Reading text:
++++++++++++++++++++

Residents in Puerto Rico are picking up the pieces after their homes were pummelled by Hurricane Maria, which is now lashing the Dominican Republic.
A curfew was imposed across Puerto Rico after 155mph winds ripped off roofs and brought down balconies and power lines, plunging the entire US territory of 3.5 million people into darkness.
It is the strongest storm to hit the Caribbean island since 1932.
Sky’s Mark Austin, who was able to drive around the island as the storm began to move away, found trees and masts down across the country.
He said: “We saw buildings collapsed with looters taking what they could from damaged shops, and petrol stations destroyed.”
There is serious flooding in the southeast of the island, close to where the storm made landfall, and many homes and other structures are thought to have been badly damaged.
It could be many weeks before some properties have power again.
There were reports of windows being blown out at some hospitals and police stations and a man was reported to have died after being hit by a flying piece of timber.
Felix Delgado, mayor of the northern coastal city of Catano, said: “Months and months and months and months are going to pass before we can recover from this.”
The island’s governor, Ricardo Rossello said: “It’s nothing short of a major disaster.”
US President Donald Trump tweeted: “Puerto Rico being hit hard by new monster Hurricane. Be careful, our hearts are with you – will be there to help!”
Maria is the second severe storm to smash into the Caribbean in a fortnight, after Hurricane Irma left widespread damage across the Leeward Islands, many of which are British overseas territories and Commonwealth countries.
The US Hurricane Centre reupgraded Maria to a severe category three hurricane on Thursday morning, as it approached the northeast coast of the Dominican Republic.
The storm is moving northwest and is expected to strengthen as it heads toward the Turks and Caicos Islands, another British overseas territory, and the southeastern Bahamas on Thursday night and into Friday.
The UK government warned people to stay away from the region.
The Hurricane Centre predicted that a storm surge and large waves will raise water levels by as much as 4ft to 6ft above normal tide levels in parts of the Dominican Republic, and between as much as 9ft and 12ft in the affected parts of the Bahamas and Turks and Caicos.

++++++++++++++++++++

Study questions:
[A] Answer these from the report on Hurricane Maria:
(i) How strong were the winds that hit Puerto Rico?
(ii) Who is the mayor of Catano?
(iii) What did the US Hurricane Centre reupgrade Maria to on Thursday morning?
[B] Does each statement agree with the report on Hurricane Maria?
(i) Maria is the strongest storm to hit Puerto Rico since 1932.
(ii) The storm is expected to weaken as it heads toward the Turks and Caicos Islands.
(iii) Puerto Rico has 3.5 million people.
[C] Could you reproduce the part of the report on Hurricane Maria starting with "Sky’s Mark Austin, who" and going on through "piece of timber."?

++++++++++++++++++++

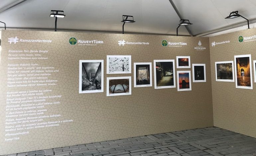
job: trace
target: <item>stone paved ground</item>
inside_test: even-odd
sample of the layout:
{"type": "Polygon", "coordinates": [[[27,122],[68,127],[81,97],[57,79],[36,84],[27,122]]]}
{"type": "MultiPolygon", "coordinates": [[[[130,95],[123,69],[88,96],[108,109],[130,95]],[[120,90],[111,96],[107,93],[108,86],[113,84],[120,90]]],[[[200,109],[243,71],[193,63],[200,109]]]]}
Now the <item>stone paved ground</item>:
{"type": "Polygon", "coordinates": [[[255,156],[256,138],[216,127],[76,145],[8,156],[255,156]]]}

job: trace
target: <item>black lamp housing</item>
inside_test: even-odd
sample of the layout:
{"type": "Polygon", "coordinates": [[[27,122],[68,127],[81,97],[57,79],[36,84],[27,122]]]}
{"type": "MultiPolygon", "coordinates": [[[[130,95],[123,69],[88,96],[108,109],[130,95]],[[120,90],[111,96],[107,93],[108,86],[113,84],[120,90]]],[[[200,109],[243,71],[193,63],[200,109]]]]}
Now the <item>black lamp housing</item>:
{"type": "Polygon", "coordinates": [[[192,24],[192,24],[191,23],[189,22],[189,20],[183,20],[183,19],[181,19],[180,20],[180,24],[179,24],[179,27],[177,28],[177,30],[176,31],[176,36],[178,36],[178,29],[179,28],[179,27],[180,27],[180,26],[183,25],[183,26],[189,26],[190,25],[191,25],[192,24]]]}
{"type": "Polygon", "coordinates": [[[125,24],[126,23],[134,23],[135,22],[135,21],[133,20],[133,16],[128,16],[128,15],[123,15],[123,20],[121,21],[122,22],[123,22],[124,24],[123,25],[123,34],[124,34],[124,24],[125,24]],[[128,17],[129,17],[129,18],[130,19],[130,20],[127,19],[128,19],[128,17]],[[131,19],[131,18],[132,18],[132,20],[131,19]]]}
{"type": "Polygon", "coordinates": [[[244,17],[243,17],[242,16],[241,16],[241,15],[239,15],[238,14],[238,11],[233,11],[233,12],[231,12],[230,13],[230,14],[229,14],[229,16],[227,17],[226,18],[225,18],[225,19],[233,19],[235,18],[236,18],[237,17],[241,17],[243,18],[244,18],[244,19],[246,20],[247,20],[247,24],[248,25],[248,29],[250,29],[250,27],[249,26],[249,20],[247,19],[246,18],[245,18],[244,17]]]}

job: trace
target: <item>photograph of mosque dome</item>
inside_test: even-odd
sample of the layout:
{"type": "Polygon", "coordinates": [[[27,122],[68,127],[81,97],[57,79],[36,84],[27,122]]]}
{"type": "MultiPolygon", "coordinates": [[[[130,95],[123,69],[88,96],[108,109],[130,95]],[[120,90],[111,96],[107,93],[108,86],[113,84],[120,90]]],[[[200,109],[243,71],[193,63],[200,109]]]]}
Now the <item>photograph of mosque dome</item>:
{"type": "Polygon", "coordinates": [[[251,55],[235,56],[236,88],[252,89],[251,55]]]}

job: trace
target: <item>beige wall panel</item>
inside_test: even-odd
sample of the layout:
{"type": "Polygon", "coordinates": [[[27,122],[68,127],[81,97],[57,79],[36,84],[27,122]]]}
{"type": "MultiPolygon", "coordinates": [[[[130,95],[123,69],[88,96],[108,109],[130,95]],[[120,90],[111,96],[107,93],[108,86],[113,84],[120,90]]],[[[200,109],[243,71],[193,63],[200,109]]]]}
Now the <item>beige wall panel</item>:
{"type": "MultiPolygon", "coordinates": [[[[213,125],[208,38],[9,30],[2,33],[0,155],[213,125]],[[16,36],[23,39],[50,39],[53,42],[19,42],[15,44],[8,42],[8,38],[16,36]],[[68,42],[71,37],[77,39],[102,40],[104,43],[88,46],[79,45],[77,43],[72,45],[68,42]],[[118,41],[123,39],[149,42],[149,44],[119,46],[118,41]],[[161,44],[163,39],[187,42],[187,45],[182,47],[165,47],[161,44]],[[201,46],[206,48],[204,50],[194,49],[199,40],[201,46]],[[41,56],[49,58],[8,60],[9,49],[25,49],[48,50],[48,53],[41,56]],[[107,55],[131,55],[132,73],[106,74],[107,55]],[[191,64],[205,63],[206,82],[192,83],[192,91],[184,92],[178,92],[177,88],[155,89],[154,86],[133,87],[133,62],[152,62],[153,68],[153,60],[176,60],[177,56],[190,56],[191,64]],[[104,92],[79,94],[79,60],[89,59],[104,60],[104,92]],[[59,72],[48,76],[49,80],[57,80],[57,85],[7,87],[8,64],[21,63],[36,63],[59,70],[59,72]],[[106,77],[116,76],[132,77],[131,95],[106,96],[106,77]],[[62,96],[59,99],[47,99],[47,101],[59,101],[60,103],[46,105],[44,108],[47,110],[44,115],[60,114],[61,116],[45,118],[44,121],[73,121],[61,123],[58,126],[30,129],[28,134],[19,135],[18,140],[5,141],[6,138],[13,137],[5,136],[7,133],[5,131],[7,92],[34,89],[52,90],[44,96],[62,96]]],[[[230,57],[229,60],[232,60],[230,57]]],[[[192,75],[192,68],[176,70],[191,70],[192,75]]],[[[152,74],[154,84],[154,72],[152,74]]]]}

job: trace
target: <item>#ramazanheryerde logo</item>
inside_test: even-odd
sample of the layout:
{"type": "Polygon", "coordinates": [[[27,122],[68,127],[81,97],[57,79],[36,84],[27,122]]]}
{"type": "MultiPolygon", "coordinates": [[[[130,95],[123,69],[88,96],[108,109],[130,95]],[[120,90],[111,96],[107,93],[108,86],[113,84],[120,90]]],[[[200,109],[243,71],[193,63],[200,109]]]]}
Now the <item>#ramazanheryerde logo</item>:
{"type": "Polygon", "coordinates": [[[239,41],[239,42],[240,43],[241,43],[243,42],[243,41],[244,40],[244,38],[242,36],[240,36],[238,37],[238,41],[239,41]]]}
{"type": "Polygon", "coordinates": [[[163,40],[162,41],[162,45],[163,46],[166,46],[168,45],[168,42],[166,40],[163,40]]]}
{"type": "Polygon", "coordinates": [[[76,42],[77,42],[76,39],[75,38],[71,38],[69,39],[69,44],[71,45],[75,45],[76,44],[76,42]]]}

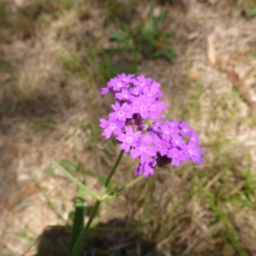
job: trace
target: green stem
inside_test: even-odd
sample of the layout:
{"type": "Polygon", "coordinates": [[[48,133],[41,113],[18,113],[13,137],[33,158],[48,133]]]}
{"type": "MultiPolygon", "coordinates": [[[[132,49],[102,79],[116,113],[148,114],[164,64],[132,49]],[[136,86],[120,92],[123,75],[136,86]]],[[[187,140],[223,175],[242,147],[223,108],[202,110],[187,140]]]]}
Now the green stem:
{"type": "Polygon", "coordinates": [[[90,218],[88,221],[87,221],[86,225],[84,227],[84,229],[80,234],[79,237],[78,237],[77,240],[76,241],[76,244],[74,247],[74,250],[71,253],[71,256],[79,256],[78,255],[78,252],[79,251],[79,248],[81,248],[81,245],[82,244],[85,235],[86,234],[88,230],[90,228],[90,227],[92,224],[92,221],[93,220],[93,218],[96,214],[97,210],[99,208],[99,206],[100,204],[101,201],[97,200],[96,201],[95,204],[94,205],[94,207],[92,211],[91,214],[90,215],[90,218]]]}
{"type": "Polygon", "coordinates": [[[111,178],[113,177],[113,175],[115,173],[115,172],[116,171],[117,166],[118,166],[122,157],[124,155],[124,150],[120,151],[120,152],[119,153],[119,156],[116,159],[116,163],[115,163],[114,166],[113,166],[113,168],[111,170],[111,171],[110,172],[109,174],[108,175],[107,179],[106,179],[106,181],[102,186],[102,188],[101,189],[100,193],[100,195],[97,198],[97,200],[95,202],[95,204],[94,205],[94,207],[92,211],[92,212],[90,215],[90,218],[89,220],[86,223],[86,225],[85,225],[84,228],[83,228],[83,231],[81,232],[81,233],[80,234],[79,237],[78,237],[76,244],[74,247],[74,250],[71,253],[70,256],[79,256],[78,255],[78,252],[79,250],[79,248],[81,248],[81,246],[82,244],[83,241],[87,233],[87,232],[88,231],[90,227],[92,224],[92,222],[96,214],[97,211],[99,208],[99,206],[100,204],[100,202],[103,200],[104,199],[104,196],[105,195],[105,193],[108,189],[108,186],[110,182],[110,180],[111,180],[111,178]]]}
{"type": "Polygon", "coordinates": [[[102,200],[103,199],[103,196],[105,195],[106,191],[107,191],[108,186],[110,182],[110,180],[111,180],[112,176],[115,173],[115,172],[116,170],[117,166],[118,166],[122,157],[123,157],[124,155],[124,150],[121,150],[120,152],[119,153],[119,156],[117,157],[117,159],[116,161],[116,163],[115,163],[114,166],[112,168],[111,171],[110,172],[110,173],[108,175],[107,179],[106,179],[106,181],[103,185],[102,188],[101,189],[100,195],[99,196],[99,198],[100,200],[102,200]]]}
{"type": "Polygon", "coordinates": [[[68,172],[67,172],[62,166],[61,166],[57,162],[55,162],[54,160],[51,159],[51,162],[52,163],[57,169],[60,170],[63,173],[64,173],[67,178],[73,181],[73,182],[76,183],[79,188],[83,189],[87,194],[89,194],[91,196],[92,196],[95,199],[98,199],[98,195],[96,195],[94,192],[93,192],[91,189],[84,186],[83,183],[81,183],[76,179],[75,179],[71,174],[70,174],[68,172]]]}
{"type": "Polygon", "coordinates": [[[112,198],[113,197],[116,197],[118,196],[118,193],[119,192],[122,191],[124,189],[126,189],[132,187],[132,186],[135,185],[136,183],[138,183],[139,181],[141,180],[142,179],[145,179],[143,175],[140,175],[139,177],[136,179],[135,180],[132,180],[131,182],[128,183],[127,185],[124,186],[124,187],[120,188],[120,189],[116,190],[114,192],[112,192],[109,194],[107,194],[104,196],[104,199],[107,199],[107,198],[112,198]]]}

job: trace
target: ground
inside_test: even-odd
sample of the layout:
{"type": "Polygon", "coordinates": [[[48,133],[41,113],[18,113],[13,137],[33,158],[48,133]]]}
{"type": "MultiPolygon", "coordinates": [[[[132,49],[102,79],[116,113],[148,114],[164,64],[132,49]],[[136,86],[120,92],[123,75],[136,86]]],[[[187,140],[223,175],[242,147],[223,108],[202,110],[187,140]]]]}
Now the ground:
{"type": "MultiPolygon", "coordinates": [[[[66,255],[77,188],[50,159],[99,191],[119,149],[101,135],[113,99],[99,88],[132,68],[161,84],[165,117],[196,131],[204,164],[159,168],[104,202],[84,255],[256,255],[255,3],[134,2],[1,2],[2,255],[66,255]],[[104,58],[120,20],[133,31],[164,10],[176,59],[104,58]]],[[[125,157],[113,187],[134,179],[136,163],[125,157]]]]}

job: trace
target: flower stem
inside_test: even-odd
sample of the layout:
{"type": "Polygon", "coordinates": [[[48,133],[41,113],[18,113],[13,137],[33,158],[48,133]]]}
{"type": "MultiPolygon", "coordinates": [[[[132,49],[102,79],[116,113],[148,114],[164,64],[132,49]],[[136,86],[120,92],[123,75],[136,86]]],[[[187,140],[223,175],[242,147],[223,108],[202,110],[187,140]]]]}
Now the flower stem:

++++++++++++++++++++

Answers per task:
[A]
(i) 155mph
(ii) Felix Delgado
(iii) A severe category three hurricane

[B]
(i) Yes: "It is the strongest storm to hit the Caribbean island since 1932."
(ii) No: "is expected to strengthen as it heads toward the Turks and Caicos Islands"
(iii) Yes: "the entire US territory of 3.5 million people"

[C]
Sky’s Mark Austin, who was able to drive around the island as the storm began to move away, found trees and masts down across the country.
He said: “We saw buildings collapsed with looters taking what they could from damaged shops, and petrol stations destroyed.”
There is serious flooding in the southeast of the island, close to where the storm made landfall, and many homes and other structures are thought to have been badly damaged.
It could be many weeks before some properties have power again.
There were reports of windows being blown out at some hospitals and police stations and a man was reported to have died after being hit by a flying piece of timber.